SOURCE DOCUMENT
It’s a deliberate tactic. Saturate the market, lose money while your smaller competitors can’t, then return to normal when your competitors are gone. Whomever is left standing gets an unchallenged monopoly. It’s why Starbucks will open stores beside competitors.
That's part of it, especially when it is a national chain coming in that can afford to subsidize a loss to compete. The other side of the coin is that there are areas with non-chain liquor stores on every corner and they've been like that for decades. Maybe the customer base for these sort of stores is simply larger than you might have figured.
Recently USSC killed the Chevron Doctrine, I wonder how that impacts the powers of DEA to keep scheduling substances w/o court legal battle. I think its time for some big marijuana corporate to pool resources and challenge DEA for their deference in enforcement.
And now all the soccer moms in illegal states are buying delta 9 gummies at CBD stores (and there isn't mass hysteria in the streets) so those states are reluctant to outright ban it. We'll see how long that lasts.
These edibles are even spreading over here to Europe. I was very conventional in the thinking about their potency potential but now I understand better how it works.
It will make you very high. Not necessarily in the same manner or experience that "normal cannabis" does but most of those products do contain synthetic terpenes and isomers of delta-9 or what they market as "delta-10" or other product names. Paired with CBD in the admixture they can approximate the natural cannabis experience
Can somebody else confirm this? This stuff was and sometimes still is freely available in Europe, and so is CBD in various forms.
At the end I don't care what chemicals do get mixed but trips from THC substitutes are not the same and not only for me subpar to the point of ignoring it (closer to being dizzy from alcohol than fun creative weed, also tolerance seems to be built much faster).
delta-8 tends to be more mild than delta-9, but it definitely does the job. the bigger issue with delta-8 is you can only find it in extract form (i.e. vape pens), and it's hard to find a quality brand that doesn't taste like shit.
another issue the article doesn't mention is the thca loophole.
the farm bill only concerns itself with straight delta-9 thc, and as it turns out most weed has very little delta-9.
most weed is high in thca and fairly low in delta-9 thc. the thc-a is converted to delta-9 thc through decarboxylation by heat -- when you smoke, vape, or cook the flower, the thc-a become delta-9 thc.
because of this, i can visit a hemp shop here in indiana where i buy what seems to just be plain old weed of pretty decent quality. it's labeled as thc-a and costs about $250/oz.
There's tons of delta 8, 10 and 11 vapes flooding gas stations and smoke shops, my feeling is that they only provide about 30-60% of the intensity and duration as 9 does. If it's named "Chapo" it has to be good, right?

INFORMATION
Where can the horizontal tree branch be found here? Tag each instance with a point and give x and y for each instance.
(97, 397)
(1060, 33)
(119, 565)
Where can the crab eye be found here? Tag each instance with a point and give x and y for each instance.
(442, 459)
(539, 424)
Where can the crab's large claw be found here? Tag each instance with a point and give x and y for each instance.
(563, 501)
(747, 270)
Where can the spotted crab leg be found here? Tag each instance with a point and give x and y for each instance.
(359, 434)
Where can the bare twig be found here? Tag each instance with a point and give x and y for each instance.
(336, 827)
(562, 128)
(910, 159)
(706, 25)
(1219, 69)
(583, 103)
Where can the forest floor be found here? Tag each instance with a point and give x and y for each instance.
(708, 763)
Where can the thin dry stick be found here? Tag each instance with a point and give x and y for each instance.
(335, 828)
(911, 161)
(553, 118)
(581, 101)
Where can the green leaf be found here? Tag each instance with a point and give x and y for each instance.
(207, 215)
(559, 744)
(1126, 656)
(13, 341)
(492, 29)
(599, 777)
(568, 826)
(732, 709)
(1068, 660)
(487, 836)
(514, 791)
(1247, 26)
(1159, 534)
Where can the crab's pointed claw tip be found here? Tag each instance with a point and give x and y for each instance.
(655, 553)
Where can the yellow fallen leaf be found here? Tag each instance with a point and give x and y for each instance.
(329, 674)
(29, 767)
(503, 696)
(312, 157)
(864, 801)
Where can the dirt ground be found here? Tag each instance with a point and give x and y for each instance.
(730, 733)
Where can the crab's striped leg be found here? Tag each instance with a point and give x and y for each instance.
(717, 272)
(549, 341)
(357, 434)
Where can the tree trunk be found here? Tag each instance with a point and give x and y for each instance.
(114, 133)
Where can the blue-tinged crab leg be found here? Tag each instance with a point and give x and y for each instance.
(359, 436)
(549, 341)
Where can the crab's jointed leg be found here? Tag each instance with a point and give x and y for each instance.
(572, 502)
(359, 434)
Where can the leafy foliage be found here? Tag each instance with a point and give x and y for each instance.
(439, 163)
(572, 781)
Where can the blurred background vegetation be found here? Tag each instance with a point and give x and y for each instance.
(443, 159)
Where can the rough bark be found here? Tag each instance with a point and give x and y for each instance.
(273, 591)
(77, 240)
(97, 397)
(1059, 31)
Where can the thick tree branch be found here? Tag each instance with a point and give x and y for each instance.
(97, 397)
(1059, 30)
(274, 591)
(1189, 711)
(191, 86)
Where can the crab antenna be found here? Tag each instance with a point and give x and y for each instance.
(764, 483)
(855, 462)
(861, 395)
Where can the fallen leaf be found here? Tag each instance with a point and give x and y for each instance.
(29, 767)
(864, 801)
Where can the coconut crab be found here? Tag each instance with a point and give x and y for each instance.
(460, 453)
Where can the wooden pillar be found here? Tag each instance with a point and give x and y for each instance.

REQUIREMENT
Carry on the thread about delta-8 and other hemp-derived THC products, picking up right after its last comment. The lines have nothing to do with this.

RESPONSE TO THE TASK
i mean, it's a 9 minute round-trip to the hemp shop, vs just shy of 9 hours round-trip to the nearest weed shop in michigan. the thc-a super silver haze i'm smoking now is indistinguishable from a solid mid-tier sativa found in any recreational state weed shop. the prices here are on-par with washington and way less than california.
As TFA points out, you can also buy edibles and drinks with chemical extractions of delta-9 THC too. They are widely available, accept major credit cards, and ship to all states.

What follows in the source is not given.